• _Job_: Extract every line of the records that contains the string "striped".

Labeled contour entries:

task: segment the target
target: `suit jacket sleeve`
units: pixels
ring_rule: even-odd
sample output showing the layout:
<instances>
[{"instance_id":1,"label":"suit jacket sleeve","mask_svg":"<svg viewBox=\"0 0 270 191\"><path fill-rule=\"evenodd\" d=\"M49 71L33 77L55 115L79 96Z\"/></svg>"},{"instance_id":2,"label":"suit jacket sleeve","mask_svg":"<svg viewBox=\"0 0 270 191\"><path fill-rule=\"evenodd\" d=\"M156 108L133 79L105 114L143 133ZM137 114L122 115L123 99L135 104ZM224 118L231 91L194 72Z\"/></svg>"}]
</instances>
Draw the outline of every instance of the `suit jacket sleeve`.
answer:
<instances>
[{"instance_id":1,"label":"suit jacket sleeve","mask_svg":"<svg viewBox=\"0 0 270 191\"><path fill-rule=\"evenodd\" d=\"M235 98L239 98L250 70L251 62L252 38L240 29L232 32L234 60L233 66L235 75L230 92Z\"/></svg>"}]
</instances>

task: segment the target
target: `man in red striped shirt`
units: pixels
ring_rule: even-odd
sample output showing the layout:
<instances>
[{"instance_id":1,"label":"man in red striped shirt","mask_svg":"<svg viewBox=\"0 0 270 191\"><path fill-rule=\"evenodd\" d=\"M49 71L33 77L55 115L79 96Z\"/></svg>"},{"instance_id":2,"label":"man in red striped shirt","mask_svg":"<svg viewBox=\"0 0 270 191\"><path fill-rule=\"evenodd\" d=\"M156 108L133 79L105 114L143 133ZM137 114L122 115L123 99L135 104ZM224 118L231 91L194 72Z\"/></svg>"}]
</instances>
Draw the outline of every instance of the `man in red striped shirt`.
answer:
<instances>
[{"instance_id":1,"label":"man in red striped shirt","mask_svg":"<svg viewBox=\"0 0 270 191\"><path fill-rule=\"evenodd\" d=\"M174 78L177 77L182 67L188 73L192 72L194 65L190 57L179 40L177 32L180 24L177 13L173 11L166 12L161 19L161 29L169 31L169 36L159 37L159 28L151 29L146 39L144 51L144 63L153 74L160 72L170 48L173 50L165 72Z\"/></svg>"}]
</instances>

• _Answer for the task_:
target: `man in red striped shirt`
[{"instance_id":1,"label":"man in red striped shirt","mask_svg":"<svg viewBox=\"0 0 270 191\"><path fill-rule=\"evenodd\" d=\"M49 71L33 77L55 115L79 96Z\"/></svg>"},{"instance_id":2,"label":"man in red striped shirt","mask_svg":"<svg viewBox=\"0 0 270 191\"><path fill-rule=\"evenodd\" d=\"M156 108L133 79L105 114L143 133ZM137 114L122 115L123 99L135 104ZM224 118L231 91L194 72Z\"/></svg>"}]
Draw the outline of every instance of the `man in red striped shirt`.
[{"instance_id":1,"label":"man in red striped shirt","mask_svg":"<svg viewBox=\"0 0 270 191\"><path fill-rule=\"evenodd\" d=\"M174 78L177 77L182 67L188 73L192 72L194 65L190 57L179 40L177 32L180 24L177 13L173 11L166 12L161 19L161 29L169 31L169 36L159 37L159 28L151 29L146 39L144 51L144 63L153 74L160 72L170 48L173 50L165 72Z\"/></svg>"}]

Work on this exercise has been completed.